-- Provided material --
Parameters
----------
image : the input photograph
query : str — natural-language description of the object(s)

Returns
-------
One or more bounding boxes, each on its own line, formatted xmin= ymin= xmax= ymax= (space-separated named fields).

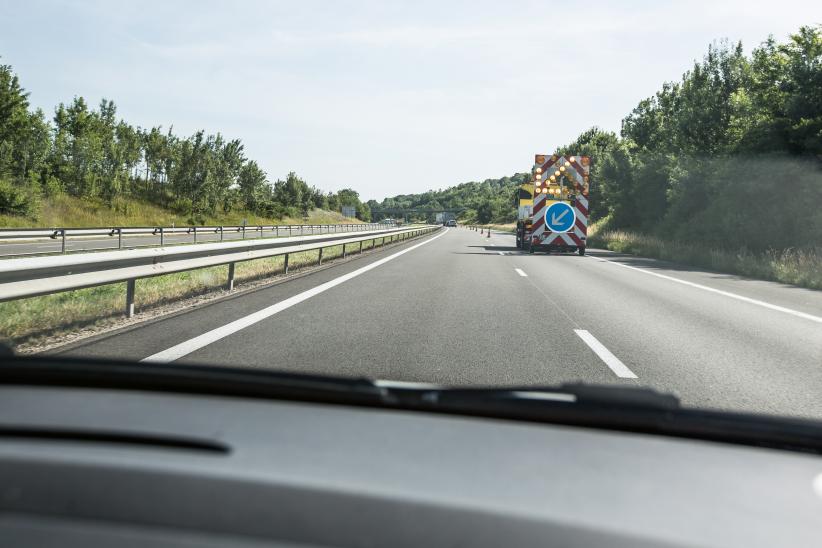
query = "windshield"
xmin=0 ymin=2 xmax=821 ymax=423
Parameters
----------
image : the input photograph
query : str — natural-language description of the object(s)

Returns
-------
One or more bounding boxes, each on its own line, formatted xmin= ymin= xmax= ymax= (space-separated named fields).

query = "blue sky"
xmin=1 ymin=1 xmax=818 ymax=200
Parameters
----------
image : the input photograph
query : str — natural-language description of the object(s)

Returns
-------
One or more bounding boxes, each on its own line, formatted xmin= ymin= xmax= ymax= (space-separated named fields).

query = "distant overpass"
xmin=370 ymin=207 xmax=467 ymax=221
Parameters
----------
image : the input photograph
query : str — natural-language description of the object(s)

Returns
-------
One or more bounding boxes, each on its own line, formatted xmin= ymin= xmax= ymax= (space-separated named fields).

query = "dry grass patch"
xmin=590 ymin=229 xmax=822 ymax=290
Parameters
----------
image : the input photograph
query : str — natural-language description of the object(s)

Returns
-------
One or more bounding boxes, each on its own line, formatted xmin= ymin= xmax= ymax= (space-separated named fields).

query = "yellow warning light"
xmin=549 ymin=175 xmax=556 ymax=182
xmin=551 ymin=155 xmax=558 ymax=161
xmin=535 ymin=174 xmax=542 ymax=181
xmin=559 ymin=166 xmax=566 ymax=173
xmin=535 ymin=167 xmax=542 ymax=174
xmin=554 ymin=170 xmax=561 ymax=177
xmin=569 ymin=156 xmax=576 ymax=163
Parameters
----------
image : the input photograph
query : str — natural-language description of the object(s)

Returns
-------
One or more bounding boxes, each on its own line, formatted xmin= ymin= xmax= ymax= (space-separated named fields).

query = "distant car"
xmin=445 ymin=219 xmax=457 ymax=227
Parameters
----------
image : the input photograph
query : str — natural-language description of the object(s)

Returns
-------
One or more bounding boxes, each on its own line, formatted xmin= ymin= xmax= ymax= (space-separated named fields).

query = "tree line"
xmin=377 ymin=25 xmax=822 ymax=251
xmin=0 ymin=65 xmax=369 ymax=223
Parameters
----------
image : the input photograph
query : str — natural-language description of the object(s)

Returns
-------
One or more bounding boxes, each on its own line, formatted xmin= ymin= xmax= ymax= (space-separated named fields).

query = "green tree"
xmin=237 ymin=160 xmax=268 ymax=212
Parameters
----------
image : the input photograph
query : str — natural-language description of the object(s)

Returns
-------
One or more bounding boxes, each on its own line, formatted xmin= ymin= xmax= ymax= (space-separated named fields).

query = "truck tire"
xmin=528 ymin=242 xmax=535 ymax=254
xmin=578 ymin=246 xmax=586 ymax=256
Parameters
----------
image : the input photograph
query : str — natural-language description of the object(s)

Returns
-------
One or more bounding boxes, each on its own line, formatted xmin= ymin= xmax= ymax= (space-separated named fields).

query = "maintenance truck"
xmin=515 ymin=154 xmax=590 ymax=255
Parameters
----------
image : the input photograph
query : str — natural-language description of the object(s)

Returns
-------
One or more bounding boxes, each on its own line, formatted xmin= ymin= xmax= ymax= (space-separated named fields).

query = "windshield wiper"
xmin=404 ymin=382 xmax=681 ymax=411
xmin=0 ymin=355 xmax=387 ymax=406
xmin=389 ymin=382 xmax=822 ymax=455
xmin=3 ymin=356 xmax=822 ymax=455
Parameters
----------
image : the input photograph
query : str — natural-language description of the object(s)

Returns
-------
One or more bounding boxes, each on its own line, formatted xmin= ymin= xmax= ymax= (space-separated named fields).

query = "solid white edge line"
xmin=141 ymin=228 xmax=448 ymax=364
xmin=574 ymin=329 xmax=638 ymax=379
xmin=515 ymin=268 xmax=528 ymax=277
xmin=588 ymin=256 xmax=822 ymax=324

-- What you have to do --
Pictures excluded, set down all the entries exactly.

-- Result of this task --
Parameters
----------
image : the input photograph
query : str — natural-language description of the object(s)

Returns
-------
One or more bounding boxes, each on its own line, formatted xmin= ymin= xmax= ymax= (space-separated named fields).

query = "windshield"
xmin=0 ymin=2 xmax=821 ymax=423
Parameters
----------
image : the input photograph
query : str — natural-language description of the object(s)

Returns
-------
One or more bounding boxes, each on its own line, formatted xmin= ymin= xmax= ymax= (space-separated named fields).

query = "blue sky"
xmin=1 ymin=1 xmax=818 ymax=200
Parameters
----------
image : the input photograph
query : str — natural-language description of the object(s)

Returns
-------
One or more bounding boxes, each on its own line, formatted xmin= ymin= xmax= ymax= (space-separated named fields).

query = "distant overpass"
xmin=370 ymin=207 xmax=467 ymax=221
Parameters
----------
image : the input photograph
query : str — natural-language description of the object(s)

Returns
-------
One or more bounding boxes, each on its own line, formatted xmin= ymin= xmax= ymax= (space-separated named fields).

query = "dry grass patch"
xmin=590 ymin=229 xmax=822 ymax=290
Parameters
----------
image : the input photograph
query : str — natural-language description of the object(s)

Returns
-------
One or more bounding boxes, each on its own line, formatted xmin= ymin= xmax= ymax= (space-separated named fields).

query = "yellow warning light"
xmin=549 ymin=175 xmax=556 ymax=182
xmin=551 ymin=155 xmax=558 ymax=161
xmin=535 ymin=174 xmax=542 ymax=181
xmin=559 ymin=166 xmax=566 ymax=173
xmin=535 ymin=167 xmax=542 ymax=174
xmin=554 ymin=170 xmax=561 ymax=177
xmin=569 ymin=156 xmax=576 ymax=163
Parameters
----------
image : the input photograph
query : str — natural-language description of the object(s)

Returns
-------
One or more bounding boxes, each on its own line, formatted xmin= ymin= xmax= ymax= (space-separated named fields).

query = "distant car"
xmin=445 ymin=219 xmax=457 ymax=227
Parameters
----------
image : the input photograph
query : str — natural-language description of the object(s)

Returns
-------
One or more bounding boxes, each on its own line, formatted xmin= ymin= xmax= ymax= (space-separated named fields).

query = "tree line"
xmin=377 ymin=25 xmax=822 ymax=251
xmin=0 ymin=65 xmax=369 ymax=223
Parameters
----------
image : the input photograph
query : str — natural-language description of the object(s)

Returns
-------
One or more bounding boxes, each on its own line, formatted xmin= ymin= xmax= ymax= (space-separated named fields).

query = "green tree"
xmin=237 ymin=160 xmax=268 ymax=212
Parameters
----------
image : the input photograph
query : str — natural-language description of the object(s)

Returns
-------
One or more bounding boxes, each on its own line, formatted xmin= ymin= xmax= ymax= (space-separated named fields).

query = "truck tire"
xmin=528 ymin=242 xmax=535 ymax=254
xmin=578 ymin=246 xmax=586 ymax=256
Parameters
----------
image : the input photograph
query : str — natural-language description of the object(s)

Returns
-------
One or more bounding boxes, each on its own line, formatted xmin= ymin= xmax= ymax= (space-separated named fields).

query = "maintenance truck"
xmin=515 ymin=154 xmax=590 ymax=255
Parameters
----------
image : the input photograph
query : str — natural-language description of the object(s)

Returns
-------
One or more bounding boxes, each on its own line, formatted xmin= ymin= xmax= ymax= (space-separated named fields).

query = "windshield wiper"
xmin=404 ymin=382 xmax=681 ymax=411
xmin=0 ymin=355 xmax=387 ymax=406
xmin=389 ymin=382 xmax=822 ymax=455
xmin=3 ymin=356 xmax=822 ymax=455
Parameters
----------
image : the input photograph
query : str — natural-language description of the object(s)

Returns
-------
One or more bounding boxes, each on its own line, formatted xmin= ymin= xmax= ymax= (space-separated named fields).

query = "solid white edge line"
xmin=141 ymin=228 xmax=448 ymax=364
xmin=574 ymin=329 xmax=638 ymax=379
xmin=515 ymin=268 xmax=528 ymax=277
xmin=588 ymin=256 xmax=822 ymax=324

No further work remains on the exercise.